## DIRECTIONS FOR THIS TASK
Reproduce every entry word for word.

## DATASET ENTRIES
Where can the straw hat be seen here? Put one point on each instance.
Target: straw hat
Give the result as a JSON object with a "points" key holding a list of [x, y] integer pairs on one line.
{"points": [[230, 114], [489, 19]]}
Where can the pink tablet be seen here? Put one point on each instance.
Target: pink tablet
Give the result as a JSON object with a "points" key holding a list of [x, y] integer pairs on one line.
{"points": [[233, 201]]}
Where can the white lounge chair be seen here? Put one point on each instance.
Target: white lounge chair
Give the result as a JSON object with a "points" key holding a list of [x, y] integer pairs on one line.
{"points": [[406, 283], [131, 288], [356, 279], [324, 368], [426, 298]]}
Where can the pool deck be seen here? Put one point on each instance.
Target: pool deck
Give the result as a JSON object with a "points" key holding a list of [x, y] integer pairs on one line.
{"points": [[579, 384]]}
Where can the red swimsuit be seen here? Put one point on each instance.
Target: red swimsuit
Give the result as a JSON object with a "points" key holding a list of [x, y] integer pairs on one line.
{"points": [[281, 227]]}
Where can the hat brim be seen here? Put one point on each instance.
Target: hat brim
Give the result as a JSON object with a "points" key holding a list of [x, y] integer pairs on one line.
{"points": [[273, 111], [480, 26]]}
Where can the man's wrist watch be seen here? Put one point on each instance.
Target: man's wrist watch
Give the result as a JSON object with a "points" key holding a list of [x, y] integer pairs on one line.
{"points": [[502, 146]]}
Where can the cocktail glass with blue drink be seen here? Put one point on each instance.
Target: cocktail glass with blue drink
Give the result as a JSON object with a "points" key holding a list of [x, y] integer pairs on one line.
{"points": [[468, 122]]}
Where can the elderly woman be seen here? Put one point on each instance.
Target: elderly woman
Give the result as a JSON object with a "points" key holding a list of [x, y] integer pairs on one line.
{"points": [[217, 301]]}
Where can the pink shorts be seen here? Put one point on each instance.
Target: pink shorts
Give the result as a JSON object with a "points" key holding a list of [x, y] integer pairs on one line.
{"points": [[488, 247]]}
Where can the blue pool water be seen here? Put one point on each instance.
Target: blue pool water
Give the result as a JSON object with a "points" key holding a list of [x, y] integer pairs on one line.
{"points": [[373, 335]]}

## RESULT OF THIS EXERCISE
Where can the straw hat be seen here? Put one point on each instance.
Target: straw hat
Give the result as a JSON object with a "points" key holding a list of [x, y] integer pairs on one line.
{"points": [[230, 114], [489, 19]]}
Where can the pink tablet be seen here? Put one point on each instance.
Target: pink tablet
Give the result as a JSON object with a "points" key holding a list of [x, y] integer pairs on one line.
{"points": [[233, 201]]}
Where can the white lounge chair be seen here? Put one point on each instance.
Target: white lounge chair
Give the result as a JSON object with a "points" key holding a list of [x, y] integer pairs on one line.
{"points": [[406, 283], [131, 288], [356, 279], [324, 368], [426, 298]]}
Where can the pool deck be seen here? Put one point on each instance.
Target: pool deck
Give the result as a JSON object with a "points" key holding a list of [x, y] integer pairs on one line.
{"points": [[579, 384]]}
Where can the red swimsuit be seen here? Put one point on each instance.
Target: red swimsuit
Give the result as a JSON object with a "points" key holding a list of [x, y] integer pairs on one line.
{"points": [[281, 227]]}
Where can the hat brim be seen here? Put one point on each instance.
Target: hat brim
Give the result as a JSON object with a "points" key holding a list of [x, y] integer pairs on one line.
{"points": [[273, 111], [480, 26]]}
Where can the man's wrist watch be seen here? Put one point on each instance.
Target: man's wrist watch
Give the result as a JSON object with a "points" key holding a list of [x, y] integer pairs on one line.
{"points": [[502, 146]]}
Where can the cocktail glass with blue drink be seen here? Put one point on each instance.
Target: cocktail glass with blue drink
Give the result as a JSON object with a "points" key holding a list of [x, y] integer pairs on one line.
{"points": [[468, 122]]}
Where can the elderly woman be seen here? Put one point on each instance.
Target: elderly woman
Give the result as a JSON object with a "points" key holding a list of [x, y] integer pairs on one line.
{"points": [[217, 301]]}
Where can the pink shorts be seen here? Put one point on each instance.
Target: pink shorts
Give the result as a JSON object with a "points" key holding a list of [x, y] integer pairs on one line.
{"points": [[488, 247]]}
Where can the blue pool water be seen here? Put one point on each instance.
Target: blue pool water
Give the result as a JSON object with a "points" key holding a list of [x, y] integer pairs on one line.
{"points": [[373, 335]]}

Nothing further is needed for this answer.